PROBLEM DETAILS ▸ Reproduce the data below line for line without any alteration, omitting the pictures.
— BEGIN EXERCISE DATA —
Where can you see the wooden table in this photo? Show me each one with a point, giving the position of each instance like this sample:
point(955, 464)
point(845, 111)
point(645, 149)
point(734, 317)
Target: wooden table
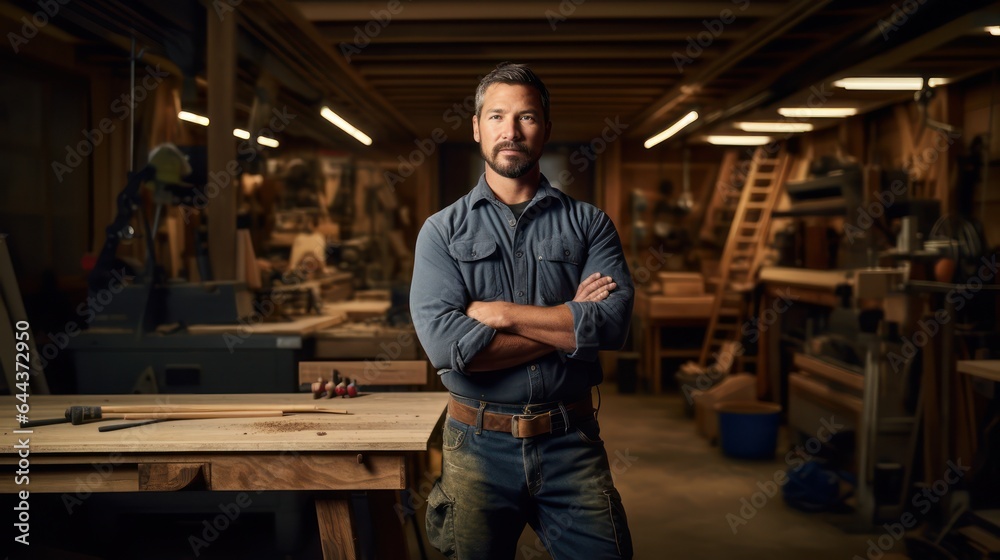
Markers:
point(985, 369)
point(659, 312)
point(365, 450)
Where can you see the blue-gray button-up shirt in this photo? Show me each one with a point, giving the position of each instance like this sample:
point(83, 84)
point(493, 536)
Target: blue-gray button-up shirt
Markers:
point(475, 250)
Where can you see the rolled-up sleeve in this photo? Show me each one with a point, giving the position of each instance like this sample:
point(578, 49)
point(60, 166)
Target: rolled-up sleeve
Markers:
point(603, 325)
point(438, 300)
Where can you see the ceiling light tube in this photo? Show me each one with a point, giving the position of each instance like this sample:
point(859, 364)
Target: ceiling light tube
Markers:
point(347, 127)
point(265, 141)
point(673, 129)
point(726, 140)
point(192, 118)
point(887, 83)
point(818, 112)
point(773, 127)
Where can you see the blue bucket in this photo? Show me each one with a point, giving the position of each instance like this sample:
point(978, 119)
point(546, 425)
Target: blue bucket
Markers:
point(748, 429)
— END EXERCISE DATA —
SOLVED EXERCISE ▸
Where can you see the wooden table in this photo? Show me each one with a point, giving the position of each instance like this sample:
point(955, 464)
point(845, 111)
point(645, 149)
point(734, 317)
Target: wooden table
Markers:
point(985, 369)
point(659, 312)
point(365, 450)
Where can you see the blue-gray button-up shirt in this photo? Show me each one with a point, giving the position of each instance like this sample:
point(83, 84)
point(493, 536)
Target: blue-gray button-up shirt
Markers:
point(475, 250)
Where can you see the rolled-up sleeve in this photo? Show me each one with a point, giving the position of each instance like this sample:
point(578, 49)
point(60, 166)
Target: rolled-up sleeve
Markers:
point(603, 325)
point(438, 300)
Where can you see the ceiling light tube in this photo? Show me each one with a point, giving the position of each instance like this sample:
point(859, 364)
Target: ceiling light tube
Markers:
point(347, 127)
point(265, 141)
point(673, 129)
point(726, 140)
point(192, 118)
point(887, 83)
point(818, 112)
point(773, 127)
Where can you see the blue bucket in this photo? Show me each one with a point, giving the position of each instance like this sample:
point(978, 119)
point(546, 425)
Target: blue bucket
Markers:
point(748, 429)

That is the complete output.